Print each of the records below verbatim, line for line, with no changes.
>>>
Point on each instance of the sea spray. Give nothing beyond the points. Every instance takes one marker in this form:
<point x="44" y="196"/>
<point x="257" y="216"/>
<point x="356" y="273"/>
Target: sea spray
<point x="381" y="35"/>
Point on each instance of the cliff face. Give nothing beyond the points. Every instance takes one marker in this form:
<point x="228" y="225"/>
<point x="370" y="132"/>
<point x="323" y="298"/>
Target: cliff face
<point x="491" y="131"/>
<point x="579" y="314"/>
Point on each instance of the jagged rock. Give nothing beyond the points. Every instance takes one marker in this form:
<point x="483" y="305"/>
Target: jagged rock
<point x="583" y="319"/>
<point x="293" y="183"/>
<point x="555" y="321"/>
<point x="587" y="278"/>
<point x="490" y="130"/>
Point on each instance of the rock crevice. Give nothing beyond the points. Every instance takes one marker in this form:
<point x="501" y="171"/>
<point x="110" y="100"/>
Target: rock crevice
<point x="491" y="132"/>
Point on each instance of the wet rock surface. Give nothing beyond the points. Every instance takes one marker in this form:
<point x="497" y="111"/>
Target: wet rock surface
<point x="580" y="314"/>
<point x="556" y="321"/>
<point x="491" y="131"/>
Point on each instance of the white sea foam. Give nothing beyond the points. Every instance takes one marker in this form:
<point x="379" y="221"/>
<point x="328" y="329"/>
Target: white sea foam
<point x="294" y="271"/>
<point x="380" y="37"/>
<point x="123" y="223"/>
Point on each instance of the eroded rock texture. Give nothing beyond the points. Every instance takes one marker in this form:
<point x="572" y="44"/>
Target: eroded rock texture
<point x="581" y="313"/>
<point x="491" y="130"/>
<<<
▶ _Result_
Point on each instance of the sea spray. Give nothing beyond the points. Every instance takes one marker in this form:
<point x="44" y="196"/>
<point x="257" y="216"/>
<point x="356" y="273"/>
Target: sea spray
<point x="381" y="35"/>
Point on each instance of the cliff face. Give nothing beyond the points. Every instance takes one marker in this form:
<point x="228" y="225"/>
<point x="370" y="132"/>
<point x="323" y="298"/>
Target: cliff face
<point x="491" y="131"/>
<point x="579" y="314"/>
Point on each instance of the jagged rock. Give nothing beyond the points. Every instance takes one marker in this form:
<point x="483" y="305"/>
Target: jagged rock
<point x="583" y="319"/>
<point x="293" y="183"/>
<point x="555" y="321"/>
<point x="587" y="278"/>
<point x="490" y="130"/>
Point on each instance of the rock crevice. Give nothing beyond the points. Every instance takes one marker in this form:
<point x="501" y="171"/>
<point x="110" y="100"/>
Target: rock crevice
<point x="491" y="132"/>
Point on each instance of the wet rock surface. Give nothing beyond the points. Every instance takes one marker in this form:
<point x="497" y="111"/>
Target: wet rock surface
<point x="580" y="314"/>
<point x="556" y="321"/>
<point x="491" y="131"/>
Point on each instance of the white sea foam. Give nothing beyond the points. Every instance takes one marker in this form:
<point x="379" y="221"/>
<point x="328" y="329"/>
Target: white sea foam
<point x="294" y="271"/>
<point x="380" y="37"/>
<point x="123" y="223"/>
Point on each instance of the eroded rock texture. Give nothing beyond the points. Every instance takes one marker in this form:
<point x="572" y="44"/>
Target: eroded rock texture
<point x="581" y="313"/>
<point x="491" y="130"/>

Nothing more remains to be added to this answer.